- Aim of the exercise:
Go through the records below and copy out every line that contains the word "rule".

[Saved data entries]
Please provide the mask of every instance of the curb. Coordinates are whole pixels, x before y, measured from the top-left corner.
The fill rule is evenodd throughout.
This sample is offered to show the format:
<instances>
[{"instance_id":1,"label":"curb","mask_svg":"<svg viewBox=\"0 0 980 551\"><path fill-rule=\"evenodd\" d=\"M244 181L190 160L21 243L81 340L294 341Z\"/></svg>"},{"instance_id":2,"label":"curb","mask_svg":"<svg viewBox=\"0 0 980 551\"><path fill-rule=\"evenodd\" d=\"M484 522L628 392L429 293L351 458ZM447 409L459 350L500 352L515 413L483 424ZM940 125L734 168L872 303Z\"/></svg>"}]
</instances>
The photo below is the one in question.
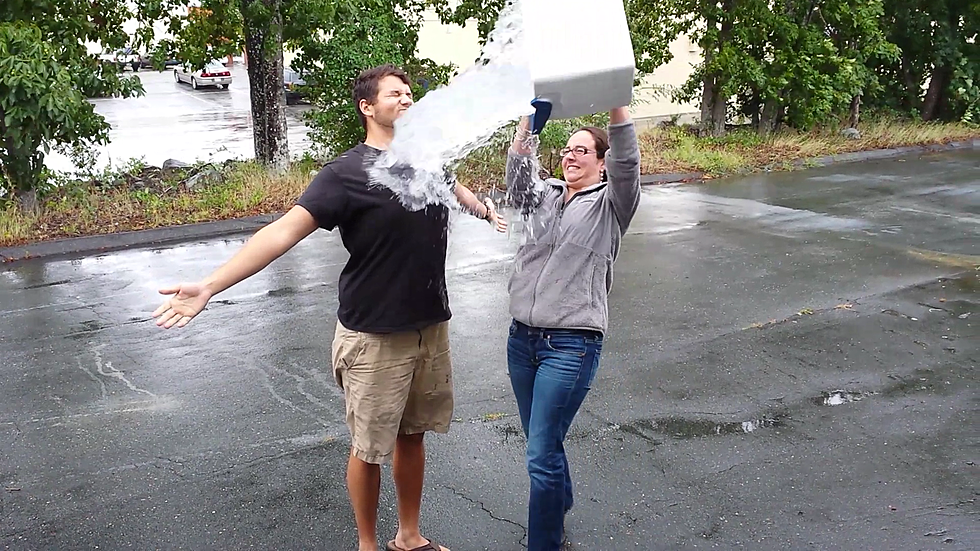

- Result for this exercise:
The fill rule is evenodd throughout.
[{"instance_id":1,"label":"curb","mask_svg":"<svg viewBox=\"0 0 980 551\"><path fill-rule=\"evenodd\" d=\"M244 181L190 160L21 243L81 340L294 341Z\"/></svg>"},{"instance_id":2,"label":"curb","mask_svg":"<svg viewBox=\"0 0 980 551\"><path fill-rule=\"evenodd\" d=\"M484 522L628 392L429 293L351 458ZM447 409L459 350L500 352L515 413L483 424ZM940 125L734 168L872 303Z\"/></svg>"}]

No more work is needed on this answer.